* _Short task 1_
From the rows below, take the lines from the one containing "Can you find the black skirt?" through the one containing "[[93, 65], [157, 235]]", inclusive, and lay them out as a Markdown table with the columns Line No. and Content. Skip any blank lines.

* _Excerpt provided_
====
The Company anticipates including disclosure similar to that provided in this response to comment #4 of how individual performance impacts compensation decisions in future filings, including the 2008 proxy statement, to the extent such information remains material.
 
5.  
The precise nature of your benchmarking activities is not clear.  Please identify the companies, including those whose information is included in the information supplied by the compensation consultants, the Committee evaluated during its review of the market position of your executive compensation practices.  If you have benchmarked different elements of your compensation against different benchmarking groups, please identify the companies that comprise each group.  Refer to Item 402(b)(2)(xiv) of Regulation S-K.
 
Response:
 
The Compensation Committee benchmarks salaries, total cash compensation (i.e., salary plus annual cash incentives) and total direct compensation (i.e., salary plus annual cash incentives and long-term incentive awards) annually against survey data provided by Towers Perrin during Towers Perrin’s annual review of executive compensation for the Company’s senior executive officers.  No other benchmarking is undertaken by the Compensation Committee for compensation purposes.
 
 
 

 
Securities and Exchange Commission
November 21, 2007
Page 9
 
In preparing the survey data it provides to the Compensation Committee, Towers Perrin utilizes a broad industry-wide benchmarking database of over 800 companies.  Information regarding the specific companies included in Towers Perrin’s database is available to the Company upon its request.  In completing its analysis that is eventually provided to the Compensation Committee, Towers Perrin takes into account the size of the Company and its lines of business by using regression analysis to size-adjust the database information such that the market data provided corresponds to organizations and business units of similar size.
====
* _Data shown_

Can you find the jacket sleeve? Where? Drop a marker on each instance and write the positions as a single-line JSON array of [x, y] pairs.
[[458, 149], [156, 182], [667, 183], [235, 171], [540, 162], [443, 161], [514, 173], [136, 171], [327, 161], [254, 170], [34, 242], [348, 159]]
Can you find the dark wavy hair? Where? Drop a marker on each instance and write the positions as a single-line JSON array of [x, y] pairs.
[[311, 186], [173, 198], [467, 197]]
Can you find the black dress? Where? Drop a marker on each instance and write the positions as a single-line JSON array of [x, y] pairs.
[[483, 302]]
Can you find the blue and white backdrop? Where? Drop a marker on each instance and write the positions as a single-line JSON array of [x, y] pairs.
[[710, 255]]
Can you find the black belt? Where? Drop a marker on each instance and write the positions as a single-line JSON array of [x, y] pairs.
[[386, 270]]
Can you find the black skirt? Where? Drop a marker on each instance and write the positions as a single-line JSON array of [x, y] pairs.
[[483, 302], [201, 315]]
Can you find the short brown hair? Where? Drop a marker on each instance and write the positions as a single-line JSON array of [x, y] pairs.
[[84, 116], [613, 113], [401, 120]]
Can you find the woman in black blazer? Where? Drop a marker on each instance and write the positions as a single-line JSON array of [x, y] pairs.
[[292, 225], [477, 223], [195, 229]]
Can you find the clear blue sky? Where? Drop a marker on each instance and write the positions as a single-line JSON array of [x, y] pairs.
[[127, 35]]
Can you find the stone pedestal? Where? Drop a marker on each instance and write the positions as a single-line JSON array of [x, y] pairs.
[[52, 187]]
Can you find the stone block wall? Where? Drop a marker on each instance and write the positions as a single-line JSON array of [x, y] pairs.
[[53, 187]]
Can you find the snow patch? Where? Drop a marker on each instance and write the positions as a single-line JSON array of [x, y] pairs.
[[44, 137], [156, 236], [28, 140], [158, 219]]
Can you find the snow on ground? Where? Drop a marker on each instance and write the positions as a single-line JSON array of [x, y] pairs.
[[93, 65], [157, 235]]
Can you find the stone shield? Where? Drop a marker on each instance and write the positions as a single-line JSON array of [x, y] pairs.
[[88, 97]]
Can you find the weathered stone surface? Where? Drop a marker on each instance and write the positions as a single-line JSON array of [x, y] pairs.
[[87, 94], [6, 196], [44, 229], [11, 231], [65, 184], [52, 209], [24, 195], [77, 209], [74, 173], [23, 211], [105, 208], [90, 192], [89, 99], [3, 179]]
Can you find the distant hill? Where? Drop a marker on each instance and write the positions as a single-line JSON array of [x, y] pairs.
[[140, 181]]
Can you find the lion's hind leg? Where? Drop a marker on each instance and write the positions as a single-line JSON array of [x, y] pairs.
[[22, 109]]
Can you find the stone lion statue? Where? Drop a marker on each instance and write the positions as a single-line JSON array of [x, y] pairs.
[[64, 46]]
====
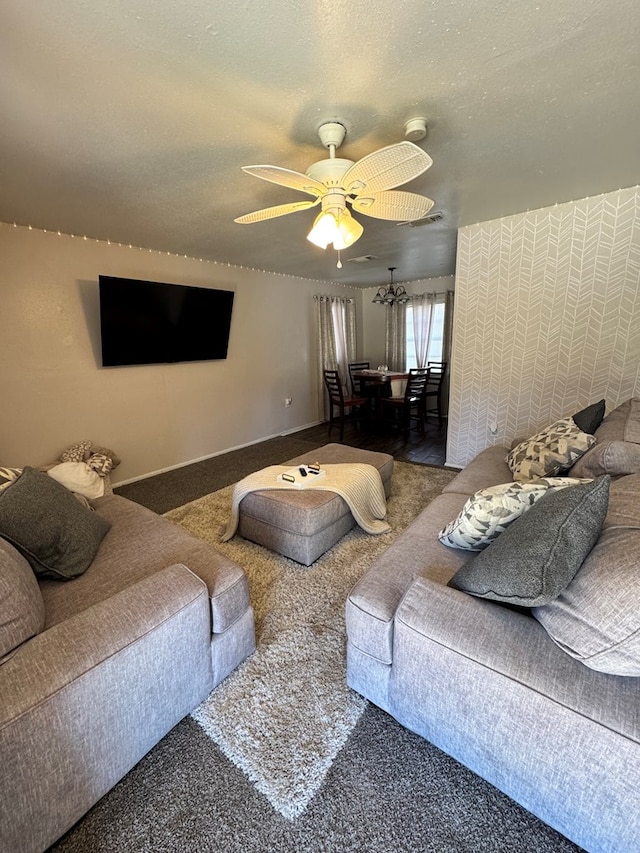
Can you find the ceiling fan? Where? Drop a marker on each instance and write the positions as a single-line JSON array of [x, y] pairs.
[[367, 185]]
====
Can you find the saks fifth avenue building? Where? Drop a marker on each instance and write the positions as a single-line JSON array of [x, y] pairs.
====
* _Short task 2_
According to the compensation benchmarking response, which compensation measures does the Compensation Committee benchmark each year?

* _Right answer 1_
| Line No. | Content |
|---|---|
| 1 | Can you find the black skirt? Where? Drop a marker on each instance and write the positions as a single-line JSON array of [x, y] pairs. |
| 2 | [[483, 302], [201, 315]] |
| 3 | Can you find the short brown hair? Where? Drop a marker on each instance and write the positions as a single-line JSON array of [x, y] pairs. |
| 4 | [[84, 116], [613, 113], [401, 120]] |
| 5 | Can you find the woman in black blazer? Where? Drop a marker on each instance and write the positions as a single-line JSON array of [x, y] pairs. |
| 6 | [[292, 225], [477, 223], [195, 229]] |
| 7 | Can you find the clear blue sky? Where? Drop a marker on each instance and write the positions as a single-line JSON array of [x, y] pairs. |
| 8 | [[127, 35]] |
| 9 | Can you find the stone pedestal? Where? Drop a marker on each instance and write the positions as a single-line JSON array of [x, y] pairs. |
| 10 | [[52, 187]] |
| 11 | Can you find the stone block wall? Where? Drop a marker on each instance and write the positions as a single-line JSON array of [x, y] pairs. |
| 12 | [[53, 187]] |
| 13 | Can you find the snow patch? Where? Drop a marker on each instance and write the positions as a single-line JSON array of [x, y] pairs. |
| 14 | [[44, 137], [156, 236], [28, 140], [158, 219]] |
| 15 | Can you find the snow on ground? Where? Drop a marker on each instance and write the positions as a single-line JSON array of [x, y] pairs. |
| 16 | [[93, 65], [157, 235]] |

* _Right answer 2_
- Salaries
- Total cash compensation (salary plus annual cash incentives)
- Total direct compensation (salary plus annual cash incentives and long-term incentive awards)